▸ Registros de anotación de posiciones
# # # # #

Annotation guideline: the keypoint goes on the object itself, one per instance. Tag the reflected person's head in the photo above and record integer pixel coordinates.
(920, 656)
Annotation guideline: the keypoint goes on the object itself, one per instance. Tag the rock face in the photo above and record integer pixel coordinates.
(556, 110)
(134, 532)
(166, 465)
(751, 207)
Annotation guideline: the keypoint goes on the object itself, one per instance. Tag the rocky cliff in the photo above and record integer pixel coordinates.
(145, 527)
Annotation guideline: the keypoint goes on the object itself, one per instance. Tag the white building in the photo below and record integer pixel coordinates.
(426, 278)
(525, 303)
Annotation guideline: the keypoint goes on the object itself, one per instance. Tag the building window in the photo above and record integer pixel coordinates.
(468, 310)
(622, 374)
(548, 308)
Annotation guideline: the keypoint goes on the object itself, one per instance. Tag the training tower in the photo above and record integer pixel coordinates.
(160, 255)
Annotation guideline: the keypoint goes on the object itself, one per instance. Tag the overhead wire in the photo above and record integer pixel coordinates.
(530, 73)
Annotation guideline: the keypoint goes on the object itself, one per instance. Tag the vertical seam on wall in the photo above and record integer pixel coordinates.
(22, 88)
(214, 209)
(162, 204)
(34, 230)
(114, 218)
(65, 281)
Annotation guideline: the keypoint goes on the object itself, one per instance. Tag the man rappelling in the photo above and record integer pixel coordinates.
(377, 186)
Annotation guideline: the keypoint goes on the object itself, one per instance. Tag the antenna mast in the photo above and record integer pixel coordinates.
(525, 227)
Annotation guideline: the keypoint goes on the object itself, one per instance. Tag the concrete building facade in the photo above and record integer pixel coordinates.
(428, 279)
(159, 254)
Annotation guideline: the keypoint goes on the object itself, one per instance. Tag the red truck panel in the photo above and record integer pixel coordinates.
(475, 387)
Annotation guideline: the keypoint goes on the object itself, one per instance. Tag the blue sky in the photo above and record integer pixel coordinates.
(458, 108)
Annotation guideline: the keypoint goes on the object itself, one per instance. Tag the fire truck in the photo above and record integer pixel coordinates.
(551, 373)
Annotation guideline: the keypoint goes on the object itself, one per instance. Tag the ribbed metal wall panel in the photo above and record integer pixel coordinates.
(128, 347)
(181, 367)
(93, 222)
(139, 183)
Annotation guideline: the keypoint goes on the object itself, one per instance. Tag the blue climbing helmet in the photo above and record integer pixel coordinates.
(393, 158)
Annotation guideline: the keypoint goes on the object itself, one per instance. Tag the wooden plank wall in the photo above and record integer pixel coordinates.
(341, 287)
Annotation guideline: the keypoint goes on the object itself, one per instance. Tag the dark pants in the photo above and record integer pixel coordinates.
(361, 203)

# # # # #

▸ Objetivo
Copia todos los registros anteriores, línea por línea y sin ningún cambio.

▸ Respuesta
Annotation guideline: the keypoint goes on the object itself, one per instance. Tag the reflected person's head in the photo above and record integer pixel coordinates.
(920, 656)
Annotation guideline: the keypoint goes on the object itself, one per instance. Tag the rock face in the photo above and record integer pixel coordinates.
(556, 110)
(134, 532)
(166, 465)
(751, 207)
Annotation guideline: the keypoint goes on the object itself, one per instance. Tag the rocky cliff in the photo above and record integer pixel coordinates.
(145, 527)
Annotation guideline: the keypoint goes on the object itself, one per instance. Tag the white building in the photo below and record integer pixel coordinates.
(426, 278)
(525, 303)
Annotation guideline: the keypoint goes on the object itself, one per instance. Tag the building window in the photo above and record integer pixel coordinates.
(468, 310)
(622, 374)
(548, 308)
Annotation guideline: the keypoint goes on the object itself, one per instance. Tag the training tower in the photo above and record integer pixel coordinates.
(160, 255)
Annotation guideline: the keypoint goes on the object itself, one per instance. Tag the overhead wire in the photo above and record integer pixel coordinates.
(530, 73)
Annotation guideline: the keypoint goes on the object itself, one per instance. Tag the vertical seam on wall in the photo above and record integer pixel coordinates.
(22, 88)
(214, 209)
(162, 204)
(34, 230)
(114, 218)
(65, 281)
Annotation guideline: the keypoint goes on the object itself, one per instance. Tag the man rappelling in the photo above and record integer pixel coordinates.
(377, 186)
Annotation guideline: the keypoint goes on the object itself, one per instance. Tag the antenna mast in the photo above and record integer pixel coordinates.
(525, 227)
Annotation guideline: the keypoint goes on the object itself, one per instance. Tag the concrete building facade in the photo above and record integer pixel coordinates.
(428, 279)
(159, 254)
Annotation guideline: the keypoint goes on the object itself, one per instance. Tag the red truck panel in the photo above and record integer pixel coordinates.
(475, 387)
Annotation guideline: the keypoint goes on the object itself, one per instance. Tag the blue sky in the photo above and record integer pixel coordinates.
(458, 108)
Annotation guideline: the keypoint goes on the object itself, one per instance. Tag the fire truck in the photo above and record integer pixel coordinates.
(551, 373)
Annotation guideline: the keypoint goes on the object itself, one per instance. Tag the ribbed metal wall panel in the photo above and record integer pixel coordinates.
(128, 347)
(181, 367)
(93, 222)
(139, 183)
Annotation guideline: the keypoint goes on the object itself, one per instance. Tag the blue climbing helmet in the photo above and record integer pixel coordinates.
(393, 158)
Annotation guideline: the keypoint goes on the object itself, one per instance. Tag the wooden plank wall in the photo above and record integer pixel coordinates.
(341, 287)
Annotation guideline: the keypoint goes on the object itself, one per instance. Tag the dark pants in the photo above and record integer pixel coordinates.
(361, 203)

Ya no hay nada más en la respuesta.